Segment Start: Input material
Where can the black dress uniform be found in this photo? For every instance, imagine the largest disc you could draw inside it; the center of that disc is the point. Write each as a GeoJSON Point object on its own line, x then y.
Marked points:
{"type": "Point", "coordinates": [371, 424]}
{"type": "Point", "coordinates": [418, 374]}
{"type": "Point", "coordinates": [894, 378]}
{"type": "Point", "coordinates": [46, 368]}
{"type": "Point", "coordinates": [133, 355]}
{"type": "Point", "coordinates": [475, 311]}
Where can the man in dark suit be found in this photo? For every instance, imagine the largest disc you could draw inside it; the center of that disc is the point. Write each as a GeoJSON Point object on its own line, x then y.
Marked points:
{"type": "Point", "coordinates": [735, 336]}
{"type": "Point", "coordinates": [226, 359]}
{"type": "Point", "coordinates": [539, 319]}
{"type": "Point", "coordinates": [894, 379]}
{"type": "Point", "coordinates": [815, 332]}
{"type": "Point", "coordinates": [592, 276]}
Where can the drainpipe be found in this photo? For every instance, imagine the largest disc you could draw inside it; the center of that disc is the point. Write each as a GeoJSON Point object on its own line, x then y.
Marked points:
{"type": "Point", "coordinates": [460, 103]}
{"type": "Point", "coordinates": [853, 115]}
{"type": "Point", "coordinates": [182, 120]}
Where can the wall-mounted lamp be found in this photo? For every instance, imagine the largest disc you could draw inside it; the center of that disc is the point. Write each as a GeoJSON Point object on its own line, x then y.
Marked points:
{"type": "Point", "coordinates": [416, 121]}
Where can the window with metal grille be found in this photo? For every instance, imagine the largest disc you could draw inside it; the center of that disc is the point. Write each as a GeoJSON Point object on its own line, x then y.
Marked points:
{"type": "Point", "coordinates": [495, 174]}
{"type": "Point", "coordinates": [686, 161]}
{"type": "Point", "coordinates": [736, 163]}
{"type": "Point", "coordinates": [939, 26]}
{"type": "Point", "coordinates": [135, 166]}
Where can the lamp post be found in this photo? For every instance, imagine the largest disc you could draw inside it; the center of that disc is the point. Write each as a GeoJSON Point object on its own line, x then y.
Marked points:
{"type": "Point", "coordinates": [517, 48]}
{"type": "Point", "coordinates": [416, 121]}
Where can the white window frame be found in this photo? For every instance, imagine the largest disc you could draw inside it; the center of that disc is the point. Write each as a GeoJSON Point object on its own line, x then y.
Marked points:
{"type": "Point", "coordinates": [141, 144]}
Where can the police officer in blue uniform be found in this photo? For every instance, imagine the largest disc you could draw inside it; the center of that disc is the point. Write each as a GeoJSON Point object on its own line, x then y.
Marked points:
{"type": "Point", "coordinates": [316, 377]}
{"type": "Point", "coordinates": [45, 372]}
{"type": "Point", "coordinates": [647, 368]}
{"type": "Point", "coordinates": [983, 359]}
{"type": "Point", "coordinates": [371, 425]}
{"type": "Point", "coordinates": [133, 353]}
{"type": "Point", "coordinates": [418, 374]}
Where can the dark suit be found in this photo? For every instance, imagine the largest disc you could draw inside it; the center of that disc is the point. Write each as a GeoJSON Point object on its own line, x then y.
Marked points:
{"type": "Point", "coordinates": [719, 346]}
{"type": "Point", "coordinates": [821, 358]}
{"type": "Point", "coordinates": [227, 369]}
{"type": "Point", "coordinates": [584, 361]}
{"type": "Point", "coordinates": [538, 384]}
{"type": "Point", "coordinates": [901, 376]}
Segment End: Input material
* [What you have to do]: For this exercise, reproduce exactly each line from the one containing "Where can the police" through the last line of the data, and no others.

* [Task response]:
Where can the police officer in blue uniform be found in this photo? For every instance, imagine the largest disc you could draw inside it; the center of that disc is the point. Write each as a GeoJSON Point object on its own line, x then y.
Marked points:
{"type": "Point", "coordinates": [316, 377]}
{"type": "Point", "coordinates": [45, 372]}
{"type": "Point", "coordinates": [647, 368]}
{"type": "Point", "coordinates": [983, 359]}
{"type": "Point", "coordinates": [371, 425]}
{"type": "Point", "coordinates": [133, 353]}
{"type": "Point", "coordinates": [418, 374]}
Where can the dark suit be found in this photo? For every instance, imagine the largest disc you could draw inside it; the center of that disc is the point. Write each as a GeoJSON Point object on its own line, x then y.
Marked points:
{"type": "Point", "coordinates": [719, 346]}
{"type": "Point", "coordinates": [821, 358]}
{"type": "Point", "coordinates": [227, 369]}
{"type": "Point", "coordinates": [584, 361]}
{"type": "Point", "coordinates": [538, 384]}
{"type": "Point", "coordinates": [901, 376]}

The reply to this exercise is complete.